**WRITTEN INSTRUCTION:**
Count how many lines of the listing below contain the word "railing", treating uppercase and lowercase as different. Reply with only the number.

**DATASET EXCERPTS:**
--------------------------------
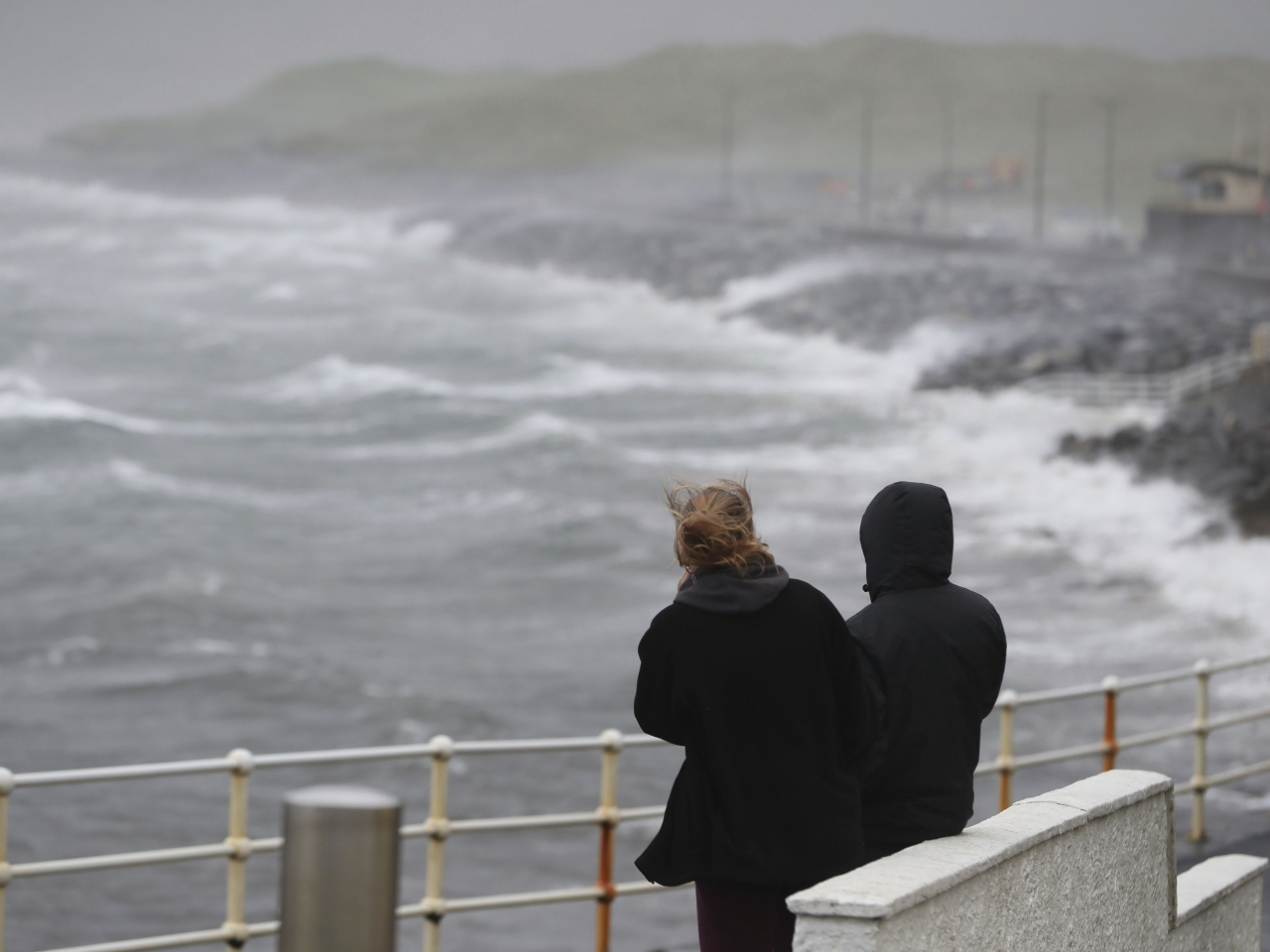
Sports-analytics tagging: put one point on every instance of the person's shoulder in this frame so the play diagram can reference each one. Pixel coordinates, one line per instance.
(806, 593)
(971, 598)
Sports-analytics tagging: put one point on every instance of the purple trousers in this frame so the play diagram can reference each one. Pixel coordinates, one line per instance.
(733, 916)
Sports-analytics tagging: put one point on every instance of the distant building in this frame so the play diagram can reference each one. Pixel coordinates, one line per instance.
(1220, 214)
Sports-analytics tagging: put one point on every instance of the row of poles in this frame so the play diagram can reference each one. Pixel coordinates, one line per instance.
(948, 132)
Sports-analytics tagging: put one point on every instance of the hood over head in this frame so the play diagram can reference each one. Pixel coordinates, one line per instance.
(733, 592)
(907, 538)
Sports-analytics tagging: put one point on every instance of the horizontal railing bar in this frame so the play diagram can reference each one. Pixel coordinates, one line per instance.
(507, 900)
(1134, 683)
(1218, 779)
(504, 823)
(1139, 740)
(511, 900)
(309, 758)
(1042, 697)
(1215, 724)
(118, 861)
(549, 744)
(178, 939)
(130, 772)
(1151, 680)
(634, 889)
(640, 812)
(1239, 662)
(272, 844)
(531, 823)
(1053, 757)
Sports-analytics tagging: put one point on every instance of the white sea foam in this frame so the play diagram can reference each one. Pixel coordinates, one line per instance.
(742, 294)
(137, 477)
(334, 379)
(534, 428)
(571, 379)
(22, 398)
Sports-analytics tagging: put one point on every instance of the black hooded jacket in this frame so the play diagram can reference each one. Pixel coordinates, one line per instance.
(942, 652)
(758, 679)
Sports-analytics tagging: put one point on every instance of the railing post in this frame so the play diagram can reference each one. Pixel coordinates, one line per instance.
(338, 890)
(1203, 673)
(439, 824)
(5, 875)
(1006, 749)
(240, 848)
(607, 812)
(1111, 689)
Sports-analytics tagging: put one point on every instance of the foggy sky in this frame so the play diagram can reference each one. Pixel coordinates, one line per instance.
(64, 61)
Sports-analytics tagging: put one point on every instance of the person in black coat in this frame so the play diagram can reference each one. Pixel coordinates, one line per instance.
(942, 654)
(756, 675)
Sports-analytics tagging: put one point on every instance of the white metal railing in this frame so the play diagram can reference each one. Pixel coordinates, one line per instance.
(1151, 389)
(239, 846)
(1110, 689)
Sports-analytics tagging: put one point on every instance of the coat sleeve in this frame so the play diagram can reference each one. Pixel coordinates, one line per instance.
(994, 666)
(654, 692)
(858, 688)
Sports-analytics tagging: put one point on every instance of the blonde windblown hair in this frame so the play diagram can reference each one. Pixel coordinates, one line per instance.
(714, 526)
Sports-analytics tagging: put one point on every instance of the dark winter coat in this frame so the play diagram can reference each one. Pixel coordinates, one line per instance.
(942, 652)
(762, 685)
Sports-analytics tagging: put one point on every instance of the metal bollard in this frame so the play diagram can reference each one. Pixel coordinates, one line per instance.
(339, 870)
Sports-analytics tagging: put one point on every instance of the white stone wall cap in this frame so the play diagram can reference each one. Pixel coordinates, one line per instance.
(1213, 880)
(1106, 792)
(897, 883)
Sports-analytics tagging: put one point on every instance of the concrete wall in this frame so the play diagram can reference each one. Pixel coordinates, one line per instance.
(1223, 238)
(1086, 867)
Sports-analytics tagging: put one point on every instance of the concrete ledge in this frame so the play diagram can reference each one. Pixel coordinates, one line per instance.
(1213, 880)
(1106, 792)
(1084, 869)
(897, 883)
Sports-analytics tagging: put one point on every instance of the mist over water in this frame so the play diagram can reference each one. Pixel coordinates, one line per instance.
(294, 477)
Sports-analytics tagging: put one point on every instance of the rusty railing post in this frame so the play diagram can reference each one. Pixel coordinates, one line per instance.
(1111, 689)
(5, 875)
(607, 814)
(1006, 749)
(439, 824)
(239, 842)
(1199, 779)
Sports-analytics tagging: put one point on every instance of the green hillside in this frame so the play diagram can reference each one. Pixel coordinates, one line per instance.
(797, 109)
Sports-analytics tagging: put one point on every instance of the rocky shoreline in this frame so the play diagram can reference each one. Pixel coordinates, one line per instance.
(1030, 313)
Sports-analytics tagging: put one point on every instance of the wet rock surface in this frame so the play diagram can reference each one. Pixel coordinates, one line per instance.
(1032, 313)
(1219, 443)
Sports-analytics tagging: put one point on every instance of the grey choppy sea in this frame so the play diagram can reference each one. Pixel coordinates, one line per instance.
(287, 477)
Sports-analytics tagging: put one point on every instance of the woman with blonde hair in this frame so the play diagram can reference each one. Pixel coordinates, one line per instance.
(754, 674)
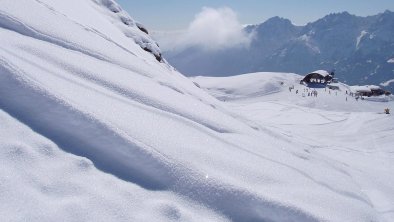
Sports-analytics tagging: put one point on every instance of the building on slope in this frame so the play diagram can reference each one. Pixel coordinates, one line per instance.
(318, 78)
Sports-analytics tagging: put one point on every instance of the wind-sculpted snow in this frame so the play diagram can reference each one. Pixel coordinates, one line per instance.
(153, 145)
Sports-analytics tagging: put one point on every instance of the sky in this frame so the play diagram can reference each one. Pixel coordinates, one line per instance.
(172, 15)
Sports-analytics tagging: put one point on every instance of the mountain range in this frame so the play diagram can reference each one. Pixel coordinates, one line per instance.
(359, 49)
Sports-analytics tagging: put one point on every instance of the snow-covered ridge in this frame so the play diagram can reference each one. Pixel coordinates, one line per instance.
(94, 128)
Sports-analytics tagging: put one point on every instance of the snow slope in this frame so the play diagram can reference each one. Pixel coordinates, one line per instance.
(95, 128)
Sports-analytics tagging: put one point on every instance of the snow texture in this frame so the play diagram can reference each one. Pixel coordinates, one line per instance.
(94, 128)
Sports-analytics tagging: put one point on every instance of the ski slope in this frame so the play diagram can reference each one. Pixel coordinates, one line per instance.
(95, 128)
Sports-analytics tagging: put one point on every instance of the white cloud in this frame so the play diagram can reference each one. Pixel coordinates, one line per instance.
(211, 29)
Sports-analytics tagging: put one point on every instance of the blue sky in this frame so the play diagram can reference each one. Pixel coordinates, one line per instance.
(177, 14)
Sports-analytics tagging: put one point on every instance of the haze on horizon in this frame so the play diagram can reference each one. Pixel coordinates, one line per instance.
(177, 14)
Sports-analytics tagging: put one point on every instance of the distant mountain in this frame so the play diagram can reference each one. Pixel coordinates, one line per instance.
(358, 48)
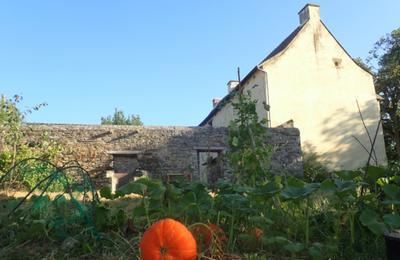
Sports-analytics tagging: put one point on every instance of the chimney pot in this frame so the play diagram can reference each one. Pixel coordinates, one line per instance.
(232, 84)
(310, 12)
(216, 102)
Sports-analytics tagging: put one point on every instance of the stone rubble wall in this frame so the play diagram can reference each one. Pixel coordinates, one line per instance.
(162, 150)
--------------------------------
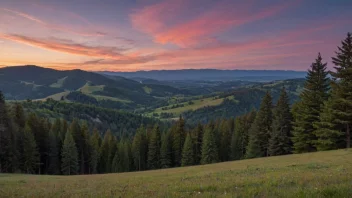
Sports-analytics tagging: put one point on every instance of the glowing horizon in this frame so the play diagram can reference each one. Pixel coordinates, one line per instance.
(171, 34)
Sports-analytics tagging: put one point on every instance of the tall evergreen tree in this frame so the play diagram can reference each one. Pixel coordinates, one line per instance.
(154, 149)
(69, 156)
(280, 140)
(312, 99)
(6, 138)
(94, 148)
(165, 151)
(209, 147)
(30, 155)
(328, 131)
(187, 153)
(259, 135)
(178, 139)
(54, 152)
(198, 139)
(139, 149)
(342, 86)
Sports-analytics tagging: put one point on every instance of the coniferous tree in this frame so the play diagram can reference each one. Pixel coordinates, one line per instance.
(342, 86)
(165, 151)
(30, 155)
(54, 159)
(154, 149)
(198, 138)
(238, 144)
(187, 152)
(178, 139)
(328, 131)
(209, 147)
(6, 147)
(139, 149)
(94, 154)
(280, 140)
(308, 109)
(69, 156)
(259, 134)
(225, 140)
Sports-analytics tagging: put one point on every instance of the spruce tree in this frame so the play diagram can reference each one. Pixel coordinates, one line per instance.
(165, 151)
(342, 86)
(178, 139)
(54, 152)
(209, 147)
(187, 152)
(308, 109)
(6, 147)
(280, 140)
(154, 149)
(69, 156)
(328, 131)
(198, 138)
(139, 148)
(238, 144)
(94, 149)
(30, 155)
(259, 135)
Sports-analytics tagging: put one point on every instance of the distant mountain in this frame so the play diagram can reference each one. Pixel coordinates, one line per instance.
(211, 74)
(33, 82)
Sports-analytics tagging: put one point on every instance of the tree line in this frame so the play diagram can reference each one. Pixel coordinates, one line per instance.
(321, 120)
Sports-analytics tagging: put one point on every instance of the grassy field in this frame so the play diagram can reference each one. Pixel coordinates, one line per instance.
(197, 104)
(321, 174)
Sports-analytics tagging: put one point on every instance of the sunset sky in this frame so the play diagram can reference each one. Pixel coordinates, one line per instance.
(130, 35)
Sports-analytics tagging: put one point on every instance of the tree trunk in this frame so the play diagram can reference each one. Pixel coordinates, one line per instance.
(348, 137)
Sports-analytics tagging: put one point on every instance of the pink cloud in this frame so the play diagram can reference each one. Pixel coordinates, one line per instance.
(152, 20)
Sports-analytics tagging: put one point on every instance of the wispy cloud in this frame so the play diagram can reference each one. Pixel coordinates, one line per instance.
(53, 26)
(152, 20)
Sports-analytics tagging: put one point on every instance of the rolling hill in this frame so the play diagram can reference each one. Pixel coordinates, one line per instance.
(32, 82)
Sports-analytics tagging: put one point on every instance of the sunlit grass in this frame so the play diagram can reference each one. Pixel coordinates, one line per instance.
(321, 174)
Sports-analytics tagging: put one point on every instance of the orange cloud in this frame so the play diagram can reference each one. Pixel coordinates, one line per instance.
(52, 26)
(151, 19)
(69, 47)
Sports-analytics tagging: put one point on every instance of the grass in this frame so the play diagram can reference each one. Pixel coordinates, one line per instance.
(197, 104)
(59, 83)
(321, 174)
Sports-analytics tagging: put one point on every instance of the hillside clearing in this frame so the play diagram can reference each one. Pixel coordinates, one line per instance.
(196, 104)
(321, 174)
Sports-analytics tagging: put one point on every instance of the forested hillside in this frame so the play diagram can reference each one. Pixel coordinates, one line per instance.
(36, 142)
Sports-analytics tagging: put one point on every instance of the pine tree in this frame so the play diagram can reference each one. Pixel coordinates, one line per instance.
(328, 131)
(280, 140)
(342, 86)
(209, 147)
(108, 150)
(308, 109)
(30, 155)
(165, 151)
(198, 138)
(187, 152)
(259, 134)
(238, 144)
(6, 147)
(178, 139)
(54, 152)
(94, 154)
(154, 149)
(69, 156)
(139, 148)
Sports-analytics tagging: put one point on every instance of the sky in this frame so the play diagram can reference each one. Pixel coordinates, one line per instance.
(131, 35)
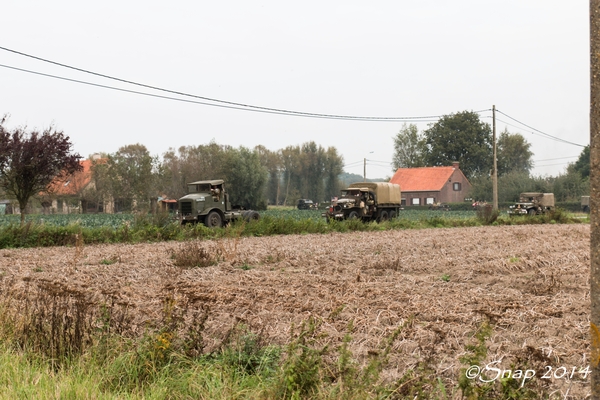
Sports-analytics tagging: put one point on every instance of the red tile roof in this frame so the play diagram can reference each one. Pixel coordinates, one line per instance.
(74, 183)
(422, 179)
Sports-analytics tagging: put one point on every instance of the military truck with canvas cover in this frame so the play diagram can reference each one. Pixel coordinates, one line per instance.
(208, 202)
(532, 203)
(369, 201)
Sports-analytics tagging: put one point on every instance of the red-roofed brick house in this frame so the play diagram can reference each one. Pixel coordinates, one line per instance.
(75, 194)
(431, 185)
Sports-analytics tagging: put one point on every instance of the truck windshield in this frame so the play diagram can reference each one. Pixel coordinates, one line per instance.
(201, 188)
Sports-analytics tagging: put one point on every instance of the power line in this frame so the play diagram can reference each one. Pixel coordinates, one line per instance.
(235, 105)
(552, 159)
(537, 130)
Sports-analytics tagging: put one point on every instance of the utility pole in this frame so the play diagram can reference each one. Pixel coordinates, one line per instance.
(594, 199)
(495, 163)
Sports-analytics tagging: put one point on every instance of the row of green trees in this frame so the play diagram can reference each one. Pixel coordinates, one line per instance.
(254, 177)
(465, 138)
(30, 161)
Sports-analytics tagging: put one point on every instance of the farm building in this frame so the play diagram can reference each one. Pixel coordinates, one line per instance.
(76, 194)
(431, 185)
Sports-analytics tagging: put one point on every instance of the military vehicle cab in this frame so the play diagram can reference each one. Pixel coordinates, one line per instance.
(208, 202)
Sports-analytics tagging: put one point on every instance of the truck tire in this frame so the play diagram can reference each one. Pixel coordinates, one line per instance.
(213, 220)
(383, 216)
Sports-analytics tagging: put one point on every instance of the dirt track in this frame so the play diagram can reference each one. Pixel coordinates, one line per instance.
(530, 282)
--------------------------------
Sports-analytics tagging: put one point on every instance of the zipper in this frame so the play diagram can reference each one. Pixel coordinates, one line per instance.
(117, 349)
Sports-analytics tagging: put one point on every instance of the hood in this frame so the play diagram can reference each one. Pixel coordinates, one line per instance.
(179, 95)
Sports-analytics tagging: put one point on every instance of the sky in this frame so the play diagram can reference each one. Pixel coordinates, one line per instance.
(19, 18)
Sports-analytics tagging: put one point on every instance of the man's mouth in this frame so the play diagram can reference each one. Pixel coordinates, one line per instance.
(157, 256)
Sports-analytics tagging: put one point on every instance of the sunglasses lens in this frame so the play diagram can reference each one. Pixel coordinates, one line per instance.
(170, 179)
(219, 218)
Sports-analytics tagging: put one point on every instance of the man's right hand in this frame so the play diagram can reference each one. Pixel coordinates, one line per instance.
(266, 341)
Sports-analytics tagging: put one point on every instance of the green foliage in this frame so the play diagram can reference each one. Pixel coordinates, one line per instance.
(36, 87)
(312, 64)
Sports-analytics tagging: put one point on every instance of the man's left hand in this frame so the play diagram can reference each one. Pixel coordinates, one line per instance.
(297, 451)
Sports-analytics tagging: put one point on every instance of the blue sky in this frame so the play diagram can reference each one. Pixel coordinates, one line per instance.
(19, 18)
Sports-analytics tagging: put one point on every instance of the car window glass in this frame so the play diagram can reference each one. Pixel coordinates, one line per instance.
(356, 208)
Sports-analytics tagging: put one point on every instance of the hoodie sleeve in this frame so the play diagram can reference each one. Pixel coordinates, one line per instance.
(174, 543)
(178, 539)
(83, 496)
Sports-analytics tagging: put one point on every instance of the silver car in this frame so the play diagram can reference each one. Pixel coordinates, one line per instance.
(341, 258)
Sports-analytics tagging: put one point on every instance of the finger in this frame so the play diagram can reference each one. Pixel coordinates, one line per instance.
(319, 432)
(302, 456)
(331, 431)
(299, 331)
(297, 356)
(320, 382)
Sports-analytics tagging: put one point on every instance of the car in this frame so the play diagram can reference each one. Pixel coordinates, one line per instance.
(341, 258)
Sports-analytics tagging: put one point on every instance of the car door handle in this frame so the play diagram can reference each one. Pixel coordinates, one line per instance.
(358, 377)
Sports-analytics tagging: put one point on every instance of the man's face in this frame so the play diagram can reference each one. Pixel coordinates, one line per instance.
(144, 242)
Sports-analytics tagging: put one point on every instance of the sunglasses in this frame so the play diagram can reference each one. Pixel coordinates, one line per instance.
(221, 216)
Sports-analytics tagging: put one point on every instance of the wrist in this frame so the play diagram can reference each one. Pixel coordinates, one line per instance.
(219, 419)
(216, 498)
--------------------------------
**WRITTEN SOLUTION:**
4